#### Objective a
List the titles of the five Pakistan rail routes that the first post in the forum thread on Pakistan railway routes points to.

#### Quoted passage
[Begin]

# A few fascinating Pakistan Railway routes



## jis (Aug 11, 2009)

While scanning through the IRFCA (Indian Railways Fan Club of America) Yahoo group I came across a bunch of well written fascinating descriptions of remote rail routes in Pakistan. All of them have some relevance today both because of their proximity to Afghanistan and one because it will form a critical part of the Europe to India direct rail connection. Here are pointers to them for your enjoyment:

1. The Trans-Balochistan Railway

2. Railways Through Bolan Pass

3. Khybar Pass Railway

4. Chapper Rift

5. Khojak Tunnel


----------



## DET63 (Aug 15, 2009)

From the Bolan Pass link in the OP:



> To get a better perspective of Bolan Pass distances I have considered Sibi as 0km.
> 0km *Sibi 435ft*
> 
> 17km *Mushkaf 469ft*
> ...


I wish that the elevations were given in meters rather than feet, especially since the distances are given in km. This would make it easier to estimate ruling gauges without having to get out my handy-dandy slide rule.


----------



## DET63 (Aug 15, 2009)

Regarding The Trans-Baluchistan Railway (linked in OP):

The trip is 732 km. Thirty hours is given for the trip (nominally, the time for the Quetta-Zahidan trip is 29:40; however, I don't know if that takes into account time changes, if any, between the two countries (and, IIRC, Iran's time zone is half an hour off the rest of the world). In any case, 732/30=24.4, meaning the train averages 24.4 km/h over its entire trip. That's about 15 mph. Admittedly, however, that does include a border crossing that takes several hours.


----------



## jis (Aug 16, 2009)

DET63 said:


> Regarding The Trans-Baluchistan Railway (linked in OP):
> The trip is 732 km. Thirty hours is given for the trip (nominally, the time for the Quetta-Zahidan trip is 29:40; however, I don't know if that takes into account time changes, if any, between the two countries (and, IIRC, Iran's time zone is half an hour off the rest of the world). In any case, 732/30=24.4, meaning the train averages 24.4 km/h over its entire trip. That's about 15 mph. Admittedly, however, that does include a border crossing that takes several hours.


That piece of track is not in the best of shape, and is one of the segments that is slated for significant upgrade. One of the biggest problems is sand dunes, and one of the most expensive items is sand dune fixing, which is some process by which they try to nail the sand dunes down into their present position and keep them from moving themselves onto the tracks all the time. The other problem is insurgents in Baluchistan, which has had an ongoing battle with the British when they were around and then with the Pakistanis. Baluchistan has been a very poor and neglected area, and there is hope that with the resurrection of this railroad there will be able to create better job opportunities and creation of wealth or at least reduction of poverty, will tend to address some of the issues that lead to insurrections.

[End]

#### Records shown
[Begin]

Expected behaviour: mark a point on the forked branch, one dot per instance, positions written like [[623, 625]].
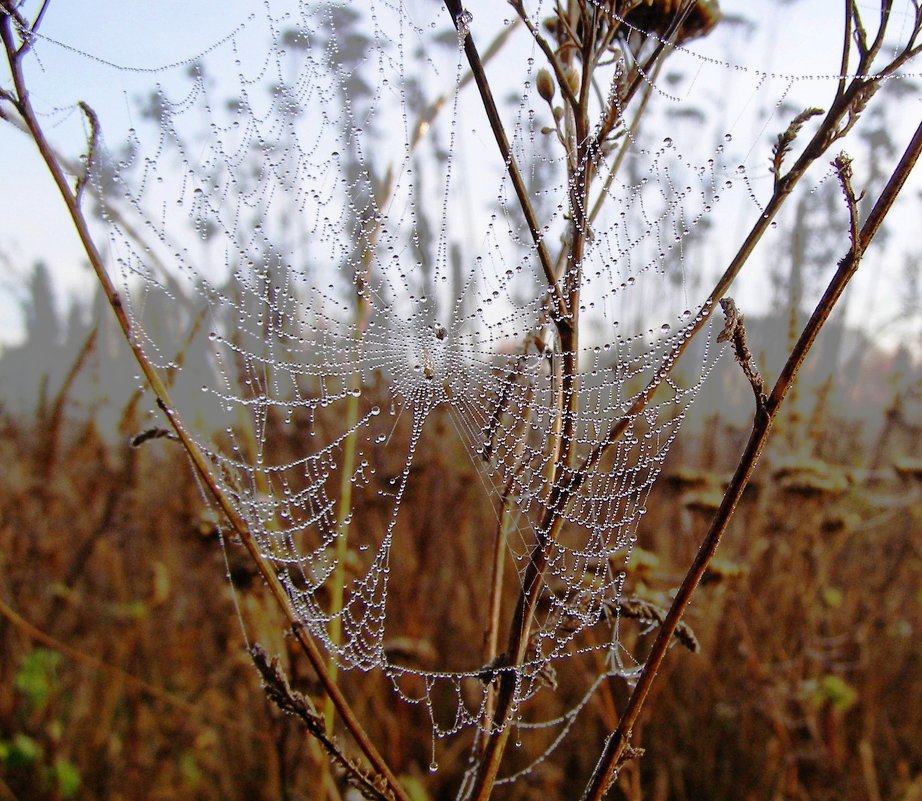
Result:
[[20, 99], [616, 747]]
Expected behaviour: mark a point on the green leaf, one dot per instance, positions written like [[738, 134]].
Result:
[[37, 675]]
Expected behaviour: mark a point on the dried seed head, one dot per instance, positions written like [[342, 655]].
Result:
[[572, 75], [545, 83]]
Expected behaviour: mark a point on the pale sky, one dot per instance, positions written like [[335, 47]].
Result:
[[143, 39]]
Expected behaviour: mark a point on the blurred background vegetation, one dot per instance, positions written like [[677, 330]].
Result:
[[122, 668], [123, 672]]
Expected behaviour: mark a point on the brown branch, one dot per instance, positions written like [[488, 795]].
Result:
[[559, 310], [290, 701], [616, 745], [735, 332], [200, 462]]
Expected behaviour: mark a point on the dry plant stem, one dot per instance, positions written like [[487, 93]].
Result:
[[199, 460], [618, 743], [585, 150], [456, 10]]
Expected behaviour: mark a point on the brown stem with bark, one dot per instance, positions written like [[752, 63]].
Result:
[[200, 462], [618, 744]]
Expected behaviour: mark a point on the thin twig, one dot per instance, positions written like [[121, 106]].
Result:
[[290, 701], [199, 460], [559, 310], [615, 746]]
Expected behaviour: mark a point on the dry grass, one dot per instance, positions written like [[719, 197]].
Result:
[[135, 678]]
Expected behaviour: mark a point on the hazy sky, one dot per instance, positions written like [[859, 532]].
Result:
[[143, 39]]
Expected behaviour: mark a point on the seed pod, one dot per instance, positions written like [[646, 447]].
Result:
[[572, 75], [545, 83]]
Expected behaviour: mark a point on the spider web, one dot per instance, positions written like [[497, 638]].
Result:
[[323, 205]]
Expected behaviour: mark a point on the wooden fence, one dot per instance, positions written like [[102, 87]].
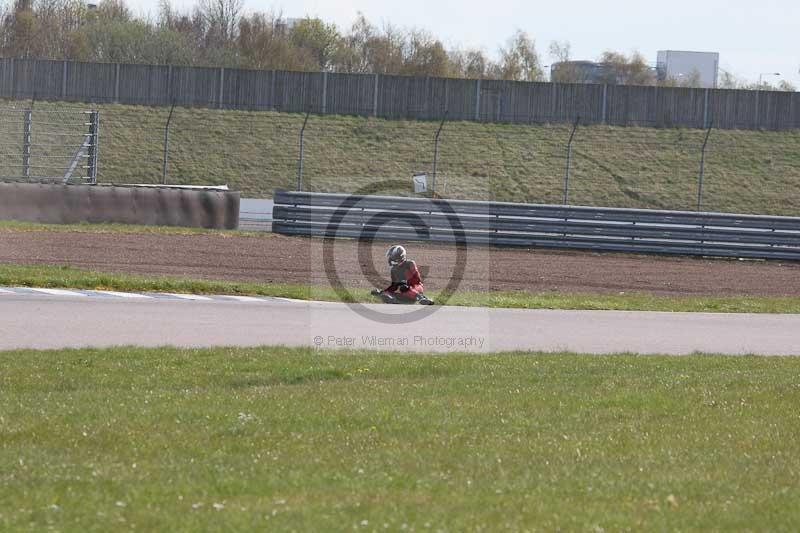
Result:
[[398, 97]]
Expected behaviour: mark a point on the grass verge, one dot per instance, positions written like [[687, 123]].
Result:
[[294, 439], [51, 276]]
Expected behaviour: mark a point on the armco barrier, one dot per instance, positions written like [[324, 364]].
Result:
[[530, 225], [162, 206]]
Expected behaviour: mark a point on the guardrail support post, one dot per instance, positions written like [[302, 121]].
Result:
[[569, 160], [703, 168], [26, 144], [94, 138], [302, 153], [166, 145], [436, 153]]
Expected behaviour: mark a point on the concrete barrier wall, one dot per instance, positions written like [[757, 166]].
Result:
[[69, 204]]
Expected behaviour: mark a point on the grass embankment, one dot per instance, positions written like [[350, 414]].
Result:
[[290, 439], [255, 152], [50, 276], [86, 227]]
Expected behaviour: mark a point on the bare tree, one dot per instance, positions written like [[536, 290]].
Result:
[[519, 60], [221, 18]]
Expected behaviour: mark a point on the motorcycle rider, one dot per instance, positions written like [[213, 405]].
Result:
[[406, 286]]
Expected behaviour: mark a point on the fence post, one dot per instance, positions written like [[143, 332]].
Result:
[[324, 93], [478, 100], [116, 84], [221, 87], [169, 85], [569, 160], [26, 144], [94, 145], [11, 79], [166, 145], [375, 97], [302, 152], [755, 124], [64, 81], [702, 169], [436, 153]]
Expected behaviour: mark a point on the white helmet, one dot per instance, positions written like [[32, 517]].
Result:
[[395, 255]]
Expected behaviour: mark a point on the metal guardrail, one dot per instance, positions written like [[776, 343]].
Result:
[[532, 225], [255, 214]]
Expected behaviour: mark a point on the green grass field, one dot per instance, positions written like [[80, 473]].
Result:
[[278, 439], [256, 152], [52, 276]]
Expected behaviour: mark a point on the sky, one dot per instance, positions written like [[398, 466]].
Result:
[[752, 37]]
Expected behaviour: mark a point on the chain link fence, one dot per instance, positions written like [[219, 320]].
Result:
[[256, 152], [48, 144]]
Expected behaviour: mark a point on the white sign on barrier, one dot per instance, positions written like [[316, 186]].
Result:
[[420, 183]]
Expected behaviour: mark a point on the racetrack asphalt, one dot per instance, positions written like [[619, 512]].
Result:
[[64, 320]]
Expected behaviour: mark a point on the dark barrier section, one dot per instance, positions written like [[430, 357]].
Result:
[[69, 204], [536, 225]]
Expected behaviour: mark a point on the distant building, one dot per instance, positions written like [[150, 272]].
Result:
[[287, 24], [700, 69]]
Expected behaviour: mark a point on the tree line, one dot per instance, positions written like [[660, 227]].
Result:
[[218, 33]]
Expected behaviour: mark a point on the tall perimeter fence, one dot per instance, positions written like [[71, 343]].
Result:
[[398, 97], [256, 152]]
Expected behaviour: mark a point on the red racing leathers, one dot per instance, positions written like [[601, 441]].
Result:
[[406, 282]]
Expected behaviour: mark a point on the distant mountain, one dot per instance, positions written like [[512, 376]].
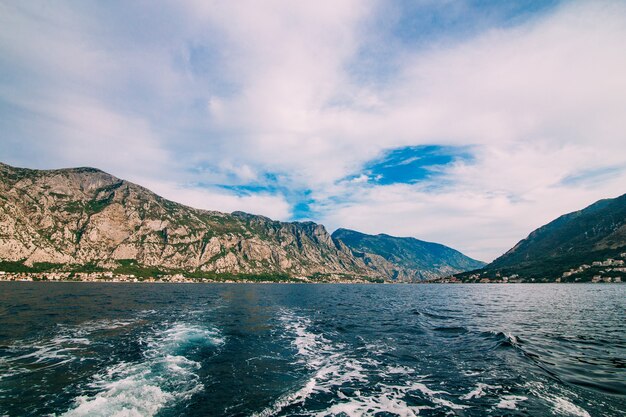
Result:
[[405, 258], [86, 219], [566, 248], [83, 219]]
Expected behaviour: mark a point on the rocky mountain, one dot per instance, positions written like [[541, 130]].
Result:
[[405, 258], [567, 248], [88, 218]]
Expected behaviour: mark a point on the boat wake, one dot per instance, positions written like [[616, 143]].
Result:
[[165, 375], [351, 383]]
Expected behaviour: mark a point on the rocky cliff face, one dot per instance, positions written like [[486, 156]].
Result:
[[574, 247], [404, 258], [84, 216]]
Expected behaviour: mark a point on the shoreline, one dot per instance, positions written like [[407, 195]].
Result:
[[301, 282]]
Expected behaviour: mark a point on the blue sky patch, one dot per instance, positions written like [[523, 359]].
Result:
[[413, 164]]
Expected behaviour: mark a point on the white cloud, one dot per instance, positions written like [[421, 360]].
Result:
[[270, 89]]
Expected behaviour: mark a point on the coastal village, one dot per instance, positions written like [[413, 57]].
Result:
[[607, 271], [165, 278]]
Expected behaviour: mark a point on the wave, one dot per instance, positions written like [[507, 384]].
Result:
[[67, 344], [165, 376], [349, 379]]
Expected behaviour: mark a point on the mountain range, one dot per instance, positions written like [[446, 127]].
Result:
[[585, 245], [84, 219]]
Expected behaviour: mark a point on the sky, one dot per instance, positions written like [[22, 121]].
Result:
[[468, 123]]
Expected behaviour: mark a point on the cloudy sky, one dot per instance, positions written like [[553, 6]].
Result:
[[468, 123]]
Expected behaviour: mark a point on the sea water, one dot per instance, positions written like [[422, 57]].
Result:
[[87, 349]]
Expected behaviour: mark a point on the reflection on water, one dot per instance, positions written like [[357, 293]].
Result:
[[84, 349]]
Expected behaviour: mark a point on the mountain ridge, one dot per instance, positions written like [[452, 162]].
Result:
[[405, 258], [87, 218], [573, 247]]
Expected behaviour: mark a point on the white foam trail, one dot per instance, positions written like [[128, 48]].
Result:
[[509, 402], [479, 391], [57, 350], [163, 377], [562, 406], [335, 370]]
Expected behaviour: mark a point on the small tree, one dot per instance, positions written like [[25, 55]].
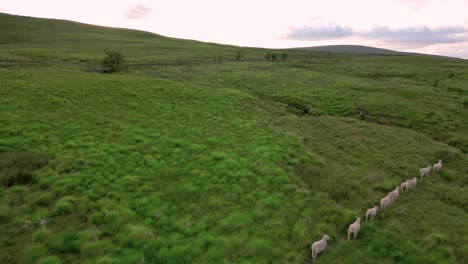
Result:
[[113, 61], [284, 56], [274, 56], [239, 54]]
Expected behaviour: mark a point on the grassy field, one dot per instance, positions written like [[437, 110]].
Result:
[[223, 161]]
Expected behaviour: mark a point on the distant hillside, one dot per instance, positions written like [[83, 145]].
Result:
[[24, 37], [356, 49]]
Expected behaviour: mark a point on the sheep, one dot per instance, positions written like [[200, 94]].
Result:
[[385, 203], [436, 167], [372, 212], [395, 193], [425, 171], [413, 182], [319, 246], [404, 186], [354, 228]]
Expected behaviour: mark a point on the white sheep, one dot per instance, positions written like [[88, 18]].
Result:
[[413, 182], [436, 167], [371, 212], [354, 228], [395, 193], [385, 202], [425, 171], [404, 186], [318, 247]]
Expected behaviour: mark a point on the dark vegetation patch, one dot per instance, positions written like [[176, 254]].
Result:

[End]

#### Objective b
Render the stretch of records from the line that contains "Expected behaviour: mark a point on the blurred" through the line that contains "[[294, 439], [51, 276]]" as a two-column CSV with the columns request and points. Give one row per record, put each field in quotation marks, turn line breaks into spaces, and leave out the pictures.

#### Expected answer a
1. The Trans-Balochistan Railway
2. Railways Through Bolan Pass
3. Khybar Pass Railway
4. Chapper Rift
5. Khojak Tunnel

#### Expected answer b
request,points
"Expected behaviour: mark a point on the blurred background vegetation, one dot per instance, positions written like [[677, 330]]. Result:","[[122, 668], [123, 672]]"
"Expected behaviour: mark a point on the brown branch, one dot per instance, positions written like [[488, 795]]. Result:","[[559, 310], [290, 701], [616, 745], [735, 332], [200, 462]]"
"Expected behaviour: mark a point on the dry plant stem, one dot per instance, positions written like [[487, 93]]. Result:","[[199, 460], [618, 743], [585, 150], [456, 10]]"
"Expected behaviour: mark a point on the brown stem with bark, one dot per instance, positions written like [[752, 63]]. Result:","[[200, 462], [618, 744]]"
"Expected behaviour: mark a point on the thin twig, one dot per instance, positions written like [[121, 106]]. Result:","[[290, 701], [199, 460], [559, 310], [615, 746]]"
"Expected behaviour: mark a point on the dry grass, one dot per instance, positions written like [[719, 197]]. Result:","[[135, 678]]"
"Expected behaviour: mark a point on the hazy sky, one dot per instance, positions written like [[859, 532]]. Result:","[[143, 39]]"
"Expected behaviour: mark a point on the seed pod, one dot per instance, positions written like [[646, 447]]. Result:","[[572, 75], [545, 83]]"
"Expected behaviour: mark a point on the spider web, one dot per instance, positions written like [[497, 638]]. Result:","[[323, 205]]"
"Expected behaviour: mark a point on the wooden fence, one dot per instance, positions written like [[102, 87]]. Result:","[[398, 97]]"
"Expected behaviour: mark a point on the grass verge, one dot per instance, positions written like [[687, 123]]. Result:","[[294, 439], [51, 276]]"